## Excerpt

Act like you mean it (Lecture Performance)

Vortrag und Aufführung in deutscher Sprache

This “lecture-performance” (with different actors) has been presented before in San Francisco.

In this “lecture-performance” researchers explore whether, according to the brain, actors in a play express genuine emotion or just fake it.
Professional actors go through arduous training and employ diverse methodology to convey complex feelings and stir genuine compassion in their audiences. But just how far acting really goes and to what extent the body merely impersonates emotion has long fascinated scholars of the performing arts. Put simply, when actresses and actors play lovers weathering relationship ups and downs, do they really feel what lovers feel or do they only pretend? And where would scientists look to find the answer?
The question has generated debate between the arts and science for years, with arguments often revolving around the brain and the notion of emotional memory, a core element of actor training but a controversial notion in the scientific community. With its research program, “Authenticity of Emotion,” (“Echtheit des Gefühls”), the Institute for the Performing Arts and Film (ipf), at the Zurich University of the Arts has partnered with scientists to probe the idea.
Supported by the Swiss National Science Foundation and its DO REsearch (DORE) program, which encourages research projects in Switzerland’s Universities of Applied Sciences, “Authenticity of Emotion” teams ipf with the Institute for Neuropsychological Diagnostics and Imaging, a branch of the Swiss Epilepsy Center in Zurich. Using modern brain imaging technology, their joint research examines whether top actors use true emotion in their performances or not. The Magnetic Resonance Imaging (MRI) tests to date, obtained from actors recalling and reciting their lines while lying in a scanner, have investigated if different acting techniques activate the key neural structures of emotional processing in different ways.
Aided by Shakespeare’s Romeo and Juliet balcony scene, research heads Anton Rey (ipf) and Thomas Grunwald (Swiss Epilepsy Center) present their findings in a part scientific lecture, part performance. Assisting them are Yohanna Schwertfeger and Daniel Sträßner, who are presently (autumn 2011) performing „Romeo und Julia“ at the Burgtheater.

## Exercise data
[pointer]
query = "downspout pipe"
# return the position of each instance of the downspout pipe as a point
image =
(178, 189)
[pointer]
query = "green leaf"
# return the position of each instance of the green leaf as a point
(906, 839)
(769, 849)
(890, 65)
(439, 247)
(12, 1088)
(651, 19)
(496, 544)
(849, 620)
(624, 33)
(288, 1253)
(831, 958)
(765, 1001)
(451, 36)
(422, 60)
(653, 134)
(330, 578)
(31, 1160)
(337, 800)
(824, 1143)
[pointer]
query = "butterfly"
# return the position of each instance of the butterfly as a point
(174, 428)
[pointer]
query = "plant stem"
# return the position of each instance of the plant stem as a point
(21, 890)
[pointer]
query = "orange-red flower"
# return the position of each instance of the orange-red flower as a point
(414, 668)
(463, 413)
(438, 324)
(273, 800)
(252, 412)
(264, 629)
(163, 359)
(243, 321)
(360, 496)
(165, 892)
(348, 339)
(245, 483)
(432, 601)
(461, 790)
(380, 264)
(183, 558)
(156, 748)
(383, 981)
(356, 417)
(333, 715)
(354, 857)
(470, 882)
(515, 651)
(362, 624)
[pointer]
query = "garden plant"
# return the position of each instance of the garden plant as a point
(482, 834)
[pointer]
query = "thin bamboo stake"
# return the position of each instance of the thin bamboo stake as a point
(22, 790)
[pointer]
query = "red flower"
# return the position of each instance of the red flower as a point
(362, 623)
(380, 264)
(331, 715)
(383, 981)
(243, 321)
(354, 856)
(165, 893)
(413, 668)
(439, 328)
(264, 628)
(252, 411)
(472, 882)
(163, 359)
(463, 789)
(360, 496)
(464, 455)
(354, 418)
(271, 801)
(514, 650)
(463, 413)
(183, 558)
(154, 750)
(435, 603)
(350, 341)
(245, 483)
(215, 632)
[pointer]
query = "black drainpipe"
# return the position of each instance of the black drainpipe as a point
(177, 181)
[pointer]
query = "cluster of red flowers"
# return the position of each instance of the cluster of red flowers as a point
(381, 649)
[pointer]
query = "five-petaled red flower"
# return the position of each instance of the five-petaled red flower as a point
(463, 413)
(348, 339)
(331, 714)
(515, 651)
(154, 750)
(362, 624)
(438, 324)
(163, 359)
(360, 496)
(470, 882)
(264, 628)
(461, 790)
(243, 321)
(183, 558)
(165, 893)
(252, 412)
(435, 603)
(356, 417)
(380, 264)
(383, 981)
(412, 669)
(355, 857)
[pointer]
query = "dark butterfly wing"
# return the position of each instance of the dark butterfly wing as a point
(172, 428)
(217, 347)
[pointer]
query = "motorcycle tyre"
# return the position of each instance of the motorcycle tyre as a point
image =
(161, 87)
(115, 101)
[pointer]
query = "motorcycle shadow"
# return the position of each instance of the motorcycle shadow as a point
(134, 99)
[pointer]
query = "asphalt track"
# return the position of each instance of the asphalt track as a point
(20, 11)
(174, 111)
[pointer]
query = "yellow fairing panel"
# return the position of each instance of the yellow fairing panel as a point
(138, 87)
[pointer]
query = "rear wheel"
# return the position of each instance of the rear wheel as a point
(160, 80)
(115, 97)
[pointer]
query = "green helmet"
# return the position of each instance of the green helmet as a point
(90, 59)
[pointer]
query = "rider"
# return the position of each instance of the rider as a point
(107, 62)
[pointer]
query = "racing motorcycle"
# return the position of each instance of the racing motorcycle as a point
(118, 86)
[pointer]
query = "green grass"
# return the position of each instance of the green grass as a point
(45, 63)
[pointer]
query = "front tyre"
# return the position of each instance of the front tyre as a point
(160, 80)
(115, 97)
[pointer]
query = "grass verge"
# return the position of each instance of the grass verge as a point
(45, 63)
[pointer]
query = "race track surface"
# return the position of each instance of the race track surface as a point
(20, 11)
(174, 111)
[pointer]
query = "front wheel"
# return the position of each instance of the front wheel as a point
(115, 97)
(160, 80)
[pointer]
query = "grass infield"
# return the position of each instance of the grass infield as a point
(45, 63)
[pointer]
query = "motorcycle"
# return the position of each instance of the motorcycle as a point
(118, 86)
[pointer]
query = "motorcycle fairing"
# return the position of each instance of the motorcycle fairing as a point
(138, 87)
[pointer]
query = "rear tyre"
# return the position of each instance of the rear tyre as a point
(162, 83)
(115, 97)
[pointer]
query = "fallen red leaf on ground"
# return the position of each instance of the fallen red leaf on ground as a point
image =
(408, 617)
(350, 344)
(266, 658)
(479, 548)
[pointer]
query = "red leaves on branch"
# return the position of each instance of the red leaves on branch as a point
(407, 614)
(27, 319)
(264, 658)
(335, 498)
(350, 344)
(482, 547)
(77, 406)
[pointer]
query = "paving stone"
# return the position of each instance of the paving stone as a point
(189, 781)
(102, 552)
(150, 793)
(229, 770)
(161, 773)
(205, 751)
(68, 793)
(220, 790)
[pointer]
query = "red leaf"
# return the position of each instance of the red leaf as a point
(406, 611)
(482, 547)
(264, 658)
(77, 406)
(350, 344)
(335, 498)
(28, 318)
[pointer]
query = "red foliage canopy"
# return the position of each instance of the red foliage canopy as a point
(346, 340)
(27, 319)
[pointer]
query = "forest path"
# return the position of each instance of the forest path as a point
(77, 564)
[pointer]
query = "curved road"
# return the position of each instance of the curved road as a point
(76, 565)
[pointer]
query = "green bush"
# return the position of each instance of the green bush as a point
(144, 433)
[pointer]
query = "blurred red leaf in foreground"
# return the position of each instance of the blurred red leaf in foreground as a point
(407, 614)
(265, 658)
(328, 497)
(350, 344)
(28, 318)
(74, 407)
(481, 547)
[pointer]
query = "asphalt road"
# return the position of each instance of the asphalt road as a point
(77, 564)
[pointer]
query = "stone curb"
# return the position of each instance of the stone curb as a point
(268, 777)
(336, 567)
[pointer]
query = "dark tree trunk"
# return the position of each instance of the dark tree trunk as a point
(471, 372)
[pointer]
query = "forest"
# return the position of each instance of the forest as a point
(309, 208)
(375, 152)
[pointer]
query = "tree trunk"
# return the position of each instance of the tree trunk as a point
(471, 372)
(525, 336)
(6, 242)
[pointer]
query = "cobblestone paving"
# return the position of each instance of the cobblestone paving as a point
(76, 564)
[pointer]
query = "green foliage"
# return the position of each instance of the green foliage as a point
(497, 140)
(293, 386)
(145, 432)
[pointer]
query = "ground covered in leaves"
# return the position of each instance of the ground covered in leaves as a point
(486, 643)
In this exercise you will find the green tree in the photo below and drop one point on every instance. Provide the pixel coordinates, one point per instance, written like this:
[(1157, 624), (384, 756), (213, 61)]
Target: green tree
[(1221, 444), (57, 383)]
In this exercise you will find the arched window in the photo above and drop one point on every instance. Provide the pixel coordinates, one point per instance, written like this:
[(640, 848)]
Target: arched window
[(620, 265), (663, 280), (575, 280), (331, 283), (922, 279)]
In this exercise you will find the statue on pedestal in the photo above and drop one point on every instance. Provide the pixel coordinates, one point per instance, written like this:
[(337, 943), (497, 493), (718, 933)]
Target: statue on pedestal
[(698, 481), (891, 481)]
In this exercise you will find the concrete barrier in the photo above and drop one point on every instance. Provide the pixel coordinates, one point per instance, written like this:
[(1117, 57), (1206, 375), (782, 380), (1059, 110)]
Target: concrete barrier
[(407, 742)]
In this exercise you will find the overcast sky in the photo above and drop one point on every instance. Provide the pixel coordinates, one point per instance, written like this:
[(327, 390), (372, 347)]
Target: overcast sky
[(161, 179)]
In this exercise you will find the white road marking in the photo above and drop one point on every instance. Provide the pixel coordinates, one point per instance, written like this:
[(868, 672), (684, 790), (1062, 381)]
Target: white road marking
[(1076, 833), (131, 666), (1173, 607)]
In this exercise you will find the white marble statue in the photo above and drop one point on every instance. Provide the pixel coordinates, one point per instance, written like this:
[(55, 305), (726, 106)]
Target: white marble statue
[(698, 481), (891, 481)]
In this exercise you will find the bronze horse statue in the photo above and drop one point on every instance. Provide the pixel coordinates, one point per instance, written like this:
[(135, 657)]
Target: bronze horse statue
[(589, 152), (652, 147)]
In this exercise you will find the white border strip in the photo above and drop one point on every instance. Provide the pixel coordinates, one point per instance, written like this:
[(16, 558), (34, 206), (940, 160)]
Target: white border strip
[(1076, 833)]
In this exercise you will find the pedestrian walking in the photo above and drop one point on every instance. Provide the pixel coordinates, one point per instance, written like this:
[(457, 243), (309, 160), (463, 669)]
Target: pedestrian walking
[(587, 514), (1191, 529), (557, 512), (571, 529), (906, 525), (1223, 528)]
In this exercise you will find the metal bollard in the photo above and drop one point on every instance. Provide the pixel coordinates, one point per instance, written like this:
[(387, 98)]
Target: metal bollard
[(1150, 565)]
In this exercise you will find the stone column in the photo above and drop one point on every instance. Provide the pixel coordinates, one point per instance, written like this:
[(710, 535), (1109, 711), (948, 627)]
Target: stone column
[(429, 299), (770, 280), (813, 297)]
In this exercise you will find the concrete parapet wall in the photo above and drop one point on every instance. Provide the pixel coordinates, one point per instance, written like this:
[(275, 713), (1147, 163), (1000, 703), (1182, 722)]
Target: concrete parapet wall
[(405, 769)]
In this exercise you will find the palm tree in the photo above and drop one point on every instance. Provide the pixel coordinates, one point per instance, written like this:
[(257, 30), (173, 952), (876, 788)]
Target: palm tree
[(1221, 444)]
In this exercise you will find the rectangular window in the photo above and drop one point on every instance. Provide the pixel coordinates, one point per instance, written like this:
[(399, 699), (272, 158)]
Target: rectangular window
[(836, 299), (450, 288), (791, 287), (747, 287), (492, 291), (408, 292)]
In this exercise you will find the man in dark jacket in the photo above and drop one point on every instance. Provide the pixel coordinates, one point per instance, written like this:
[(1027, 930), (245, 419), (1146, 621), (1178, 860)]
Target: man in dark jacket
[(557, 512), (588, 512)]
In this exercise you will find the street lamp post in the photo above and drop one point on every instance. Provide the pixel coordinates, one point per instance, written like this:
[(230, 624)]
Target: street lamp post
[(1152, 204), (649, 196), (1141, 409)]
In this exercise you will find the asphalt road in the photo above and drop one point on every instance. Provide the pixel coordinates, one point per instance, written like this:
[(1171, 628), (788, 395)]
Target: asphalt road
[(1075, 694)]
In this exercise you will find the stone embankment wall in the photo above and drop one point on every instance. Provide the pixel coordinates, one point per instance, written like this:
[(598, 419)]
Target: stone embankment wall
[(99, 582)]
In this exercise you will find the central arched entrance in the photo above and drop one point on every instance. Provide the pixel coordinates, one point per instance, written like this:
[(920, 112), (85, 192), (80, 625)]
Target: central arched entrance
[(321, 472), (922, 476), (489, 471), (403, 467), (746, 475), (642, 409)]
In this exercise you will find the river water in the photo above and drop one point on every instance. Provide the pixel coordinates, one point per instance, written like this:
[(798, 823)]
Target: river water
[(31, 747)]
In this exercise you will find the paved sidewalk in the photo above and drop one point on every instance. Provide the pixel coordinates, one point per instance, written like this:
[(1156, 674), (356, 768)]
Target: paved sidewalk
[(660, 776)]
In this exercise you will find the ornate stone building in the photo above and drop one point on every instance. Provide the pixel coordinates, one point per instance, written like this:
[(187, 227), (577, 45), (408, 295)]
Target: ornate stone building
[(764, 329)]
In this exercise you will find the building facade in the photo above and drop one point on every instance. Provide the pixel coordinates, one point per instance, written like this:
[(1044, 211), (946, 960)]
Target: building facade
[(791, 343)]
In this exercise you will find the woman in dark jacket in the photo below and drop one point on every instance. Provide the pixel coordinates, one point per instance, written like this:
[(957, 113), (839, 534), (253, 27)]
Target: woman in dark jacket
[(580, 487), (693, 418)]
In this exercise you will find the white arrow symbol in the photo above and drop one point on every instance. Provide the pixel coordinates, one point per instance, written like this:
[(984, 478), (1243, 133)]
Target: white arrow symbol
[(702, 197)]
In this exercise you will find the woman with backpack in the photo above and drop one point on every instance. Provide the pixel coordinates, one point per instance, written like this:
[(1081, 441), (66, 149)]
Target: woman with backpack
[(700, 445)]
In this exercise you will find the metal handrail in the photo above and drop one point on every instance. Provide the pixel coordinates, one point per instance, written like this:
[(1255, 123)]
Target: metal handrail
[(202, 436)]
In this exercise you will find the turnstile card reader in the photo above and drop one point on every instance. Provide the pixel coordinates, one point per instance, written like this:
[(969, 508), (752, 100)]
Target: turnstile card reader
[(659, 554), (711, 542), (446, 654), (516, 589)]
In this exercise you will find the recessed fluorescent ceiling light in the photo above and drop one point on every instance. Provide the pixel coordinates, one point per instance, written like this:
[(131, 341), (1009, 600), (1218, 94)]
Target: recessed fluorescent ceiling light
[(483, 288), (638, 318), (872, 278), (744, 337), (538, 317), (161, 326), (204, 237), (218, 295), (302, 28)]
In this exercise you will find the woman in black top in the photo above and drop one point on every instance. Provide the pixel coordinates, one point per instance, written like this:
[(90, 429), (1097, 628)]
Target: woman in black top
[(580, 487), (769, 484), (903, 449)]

## Work order 1
From the text about the acting lecture-performance, copy the passage from "Professional actors go" up to and including "find the answer?" word for word.
## Work order 2
According to the text about the acting lecture-performance, which Shakespeare scene helps the research heads present their findings?

## Expected output 1
Professional actors go through arduous training and employ diverse methodology to convey complex feelings and stir genuine compassion in their audiences. But just how far acting really goes and to what extent the body merely impersonates emotion has long fascinated scholars of the performing arts. Put simply, when actresses and actors play lovers weathering relationship ups and downs, do they really feel what lovers feel or do they only pretend? And where would scientists look to find the answer?

## Expected output 2
The balcony scene from Romeo and Juliet.